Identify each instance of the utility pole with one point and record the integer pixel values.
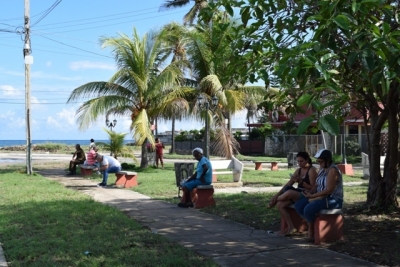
(28, 59)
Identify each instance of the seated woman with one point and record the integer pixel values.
(305, 176)
(328, 195)
(202, 176)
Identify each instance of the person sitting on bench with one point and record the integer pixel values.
(107, 165)
(202, 176)
(305, 177)
(329, 193)
(79, 157)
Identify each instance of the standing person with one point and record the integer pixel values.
(79, 157)
(202, 176)
(159, 152)
(305, 177)
(107, 165)
(92, 143)
(328, 195)
(91, 156)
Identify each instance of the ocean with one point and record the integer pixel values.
(4, 143)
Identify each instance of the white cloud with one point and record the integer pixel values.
(65, 119)
(7, 115)
(78, 65)
(18, 122)
(9, 90)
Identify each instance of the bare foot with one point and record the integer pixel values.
(290, 231)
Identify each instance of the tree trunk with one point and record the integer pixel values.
(173, 137)
(382, 189)
(144, 162)
(389, 198)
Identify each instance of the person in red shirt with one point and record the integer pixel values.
(159, 152)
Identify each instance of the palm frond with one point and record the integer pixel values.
(173, 4)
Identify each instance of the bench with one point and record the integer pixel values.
(274, 165)
(365, 164)
(126, 179)
(86, 170)
(233, 166)
(328, 225)
(202, 196)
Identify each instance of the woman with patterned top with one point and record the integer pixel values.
(328, 194)
(305, 177)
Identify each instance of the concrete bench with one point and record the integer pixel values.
(328, 226)
(258, 165)
(86, 170)
(126, 179)
(233, 166)
(365, 164)
(202, 196)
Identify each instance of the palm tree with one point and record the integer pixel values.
(193, 12)
(137, 89)
(175, 40)
(116, 145)
(213, 60)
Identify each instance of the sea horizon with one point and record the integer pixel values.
(5, 143)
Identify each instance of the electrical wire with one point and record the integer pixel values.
(113, 24)
(101, 18)
(90, 52)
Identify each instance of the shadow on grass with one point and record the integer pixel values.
(81, 232)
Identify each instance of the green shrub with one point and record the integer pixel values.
(50, 147)
(352, 148)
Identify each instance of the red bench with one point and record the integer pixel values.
(126, 179)
(202, 196)
(328, 226)
(258, 165)
(86, 170)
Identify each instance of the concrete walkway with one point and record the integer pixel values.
(227, 243)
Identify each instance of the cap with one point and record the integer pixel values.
(198, 149)
(323, 154)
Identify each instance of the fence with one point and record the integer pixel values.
(280, 146)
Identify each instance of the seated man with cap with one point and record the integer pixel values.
(107, 165)
(202, 176)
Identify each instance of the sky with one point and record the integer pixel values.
(67, 54)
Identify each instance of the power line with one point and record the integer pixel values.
(62, 103)
(130, 21)
(100, 17)
(90, 52)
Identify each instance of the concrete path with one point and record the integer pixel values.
(228, 243)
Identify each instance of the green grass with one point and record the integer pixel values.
(44, 224)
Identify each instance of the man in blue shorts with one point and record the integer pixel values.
(202, 176)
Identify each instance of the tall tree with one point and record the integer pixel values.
(327, 53)
(137, 89)
(175, 41)
(210, 54)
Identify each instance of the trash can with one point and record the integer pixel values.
(292, 161)
(183, 171)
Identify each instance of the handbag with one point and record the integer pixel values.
(315, 198)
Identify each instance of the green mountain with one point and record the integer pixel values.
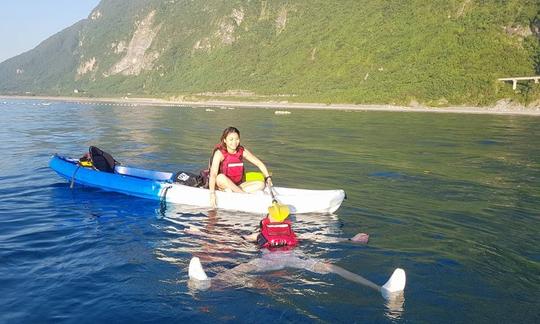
(435, 52)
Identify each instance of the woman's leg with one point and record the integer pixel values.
(223, 182)
(252, 186)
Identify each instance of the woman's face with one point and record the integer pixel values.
(232, 141)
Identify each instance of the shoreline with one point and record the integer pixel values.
(500, 109)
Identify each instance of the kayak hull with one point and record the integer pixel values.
(156, 185)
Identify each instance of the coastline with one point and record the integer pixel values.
(499, 109)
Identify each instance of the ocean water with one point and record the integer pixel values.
(452, 199)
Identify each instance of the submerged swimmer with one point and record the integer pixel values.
(277, 239)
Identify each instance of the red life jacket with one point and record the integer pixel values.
(232, 165)
(276, 235)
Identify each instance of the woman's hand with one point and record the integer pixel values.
(213, 199)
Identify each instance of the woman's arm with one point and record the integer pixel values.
(258, 163)
(214, 169)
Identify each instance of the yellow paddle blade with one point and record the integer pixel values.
(254, 176)
(278, 212)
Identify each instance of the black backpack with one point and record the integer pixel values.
(189, 179)
(102, 160)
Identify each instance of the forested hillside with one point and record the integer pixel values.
(348, 51)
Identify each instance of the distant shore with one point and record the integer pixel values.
(502, 108)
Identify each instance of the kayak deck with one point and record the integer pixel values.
(157, 185)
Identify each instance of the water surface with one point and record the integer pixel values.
(452, 199)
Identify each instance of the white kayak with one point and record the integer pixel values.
(158, 186)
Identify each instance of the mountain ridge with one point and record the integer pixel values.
(441, 53)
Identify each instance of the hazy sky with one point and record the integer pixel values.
(26, 23)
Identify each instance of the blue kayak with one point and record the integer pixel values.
(157, 185)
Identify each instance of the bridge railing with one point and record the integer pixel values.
(514, 80)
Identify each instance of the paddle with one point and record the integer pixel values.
(277, 211)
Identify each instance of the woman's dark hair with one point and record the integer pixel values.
(222, 144)
(226, 133)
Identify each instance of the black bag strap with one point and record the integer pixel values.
(102, 160)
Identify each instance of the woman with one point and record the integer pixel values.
(227, 166)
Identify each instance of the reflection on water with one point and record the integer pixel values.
(214, 236)
(452, 199)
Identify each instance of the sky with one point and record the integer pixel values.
(26, 23)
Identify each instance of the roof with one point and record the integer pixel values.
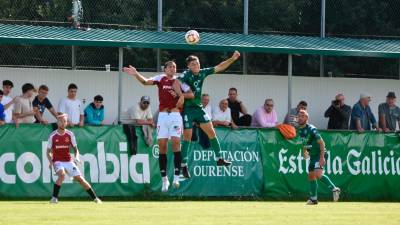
_ _ _ _
*Work to be completed*
Transcribe the data word for word, with no images.

*Written response*
Identify each instance of the utility pole with one point and record the integer pixel values.
(28, 59)
Identify each instance of the seated woman with one point and record the integer pixel values.
(305, 176)
(328, 195)
(202, 176)
Identify each instance of the person sitting on bench with one point and record the integer pixel values.
(107, 165)
(202, 176)
(305, 177)
(329, 193)
(79, 157)
Identify each instance of the standing person with one point and record the integer pixel values.
(79, 157)
(202, 176)
(159, 152)
(305, 177)
(107, 165)
(92, 143)
(328, 195)
(91, 156)
Identify each instance of the ocean with one point and record the integer pixel values.
(4, 143)
Identify each instance of the white cloud with one point and record the integer pixel values.
(65, 119)
(7, 115)
(78, 65)
(18, 122)
(9, 90)
Identify each instance of the bare foot with one point and record the integer pixel values.
(290, 231)
Identify each instance of the tree trunk with one point and record the integer pixel values.
(173, 137)
(382, 189)
(144, 162)
(389, 198)
Identify each instance of the person in red shirt with one point and record the integer pixel values.
(159, 152)
Identify each instance of the palm frond with one point and record the integer pixel values.
(173, 4)
Identify each instance of the bench with one point and record the integer pixel values.
(274, 165)
(365, 164)
(126, 179)
(86, 170)
(233, 166)
(328, 225)
(202, 196)
Identify each instance of the woman with patterned top with one point and record the integer pixel values.
(328, 194)
(305, 177)
Identify each instance of the concrete bench with one point and record the integer pixel values.
(328, 226)
(258, 165)
(86, 170)
(126, 179)
(233, 166)
(365, 164)
(202, 196)
Identify each instance of the palm tree with one point and record the integer pixel values.
(193, 12)
(137, 89)
(175, 40)
(116, 145)
(213, 60)
Identify each instance of the sea horizon with one point and record the integer pixel values.
(5, 143)
Identify each instance of the electrical wire with one point and record the integer pixel values.
(113, 24)
(101, 18)
(90, 52)
Identify each instance of the shadow on grass with one point and record the integer pixel values.
(81, 232)
Identify each instance of the green shrub with one point and record the integer pixel values.
(50, 147)
(352, 148)
Identify each instance of the red bench with one point and record the integer pixel values.
(126, 179)
(202, 196)
(328, 226)
(258, 165)
(86, 170)
Identify each instance of the concrete walkway with one point and record the integer pixel values.
(227, 243)
Identify each instance of the cap with one point and record the integer pixel values.
(198, 149)
(323, 154)
Identify each instance of the fence with one point and record the integer pixel values.
(280, 146)
Identify each instance of the seated man with cap with one point and record the integer pixel values.
(107, 165)
(202, 176)
Identify each instance of the sky with one point and record the integer pixel values.
(67, 54)
Identify each instance of the power line with one point and record the integer pixel values.
(62, 103)
(130, 21)
(100, 17)
(90, 52)
Identify each instance of the concrete path with one point and record the integer pixel values.
(228, 243)
Identify each instance of the green grass with one point and record the integer pixel values.
(44, 224)
Identify each instance of the man in blue shorts with one point and record the integer pixel values.
(202, 176)
Identify each instance of the tall tree with one point and record the integer pixel values.
(327, 53)
(137, 89)
(175, 41)
(210, 54)
Identify each instance of the trash can with one point and record the integer pixel values.
(292, 161)
(183, 171)
Identify each instance of the handbag with one point and record the integer pixel values.
(315, 198)
Identify each instance of the green mountain with one point and record the integer pixel values.
(435, 52)
Identify each instance of the woman's leg with one point and record the integer pixel values.
(223, 182)
(252, 186)
Identify each instance of the woman's face with one point and record the integer pixel values.
(232, 141)
Identify each instance of the shoreline with one point and record the integer pixel values.
(500, 109)
Identify each instance of the kayak hull with one point and record the integer pixel values.
(156, 185)
Identify each instance of the coastline with one point and record the integer pixel values.
(499, 109)
Identify each instance of the ocean water with one point and record the integer pixel values.
(452, 199)
Identify each instance of the submerged swimmer with one point and record the integer pixel values.
(277, 239)
Identify each instance of the red life jacket with one point and record the integer pixel values.
(232, 165)
(276, 235)
Identify each instance of the woman's hand with one point and record the integer pixel values.
(213, 199)
Identify each instance of the woman's arm with one point and record the integer pixel values.
(258, 163)
(214, 169)
Identify each instance of the yellow paddle blade with one point and record the integer pixel values.
(254, 176)
(278, 212)
Identify each instance of the black backpack with one point and record the integer pixel values.
(189, 179)
(102, 160)
Identify each instance of the forested hillside with one point and record the integer pixel values.
(348, 51)
Identify each instance of the distant shore with one point and record the integer pixel values.
(502, 108)
Identify each instance of the kayak deck with one point and record the integer pixel values.
(157, 185)
Identify each instance of the water surface with one point and record the integer pixel values.
(452, 199)
Identify each instance of the white kayak with one point and record the integer pixel values.
(158, 186)
Identify each instance of the mountain ridge with one point and record the integer pixel values.
(441, 53)
Identify each instance of the hazy sky with one point and record the integer pixel values.
(26, 23)
Identify each instance of the blue kayak with one point and record the integer pixel values.
(157, 185)
Identify each instance of the bridge railing with one point and record the integer pixel values.
(514, 80)
Identify each instance of the paddle with one point and record the integer pixel values.
(277, 211)
Identify each instance of the woman's dark hair with one point and record the integer pixel values.
(222, 144)
(226, 133)
Identify each instance of the black bag strap with one point and record the integer pixel values.
(102, 160)
Identify each instance of the woman with one point and record the integer pixel values.
(227, 166)
Identify each instance of the reflection on water with one point and record the integer pixel values.
(214, 236)
(452, 199)
Identify each instance of the sky with one point and record the integer pixel values.
(26, 23)
Identify each instance of the roof with one point and record the integer pixel values.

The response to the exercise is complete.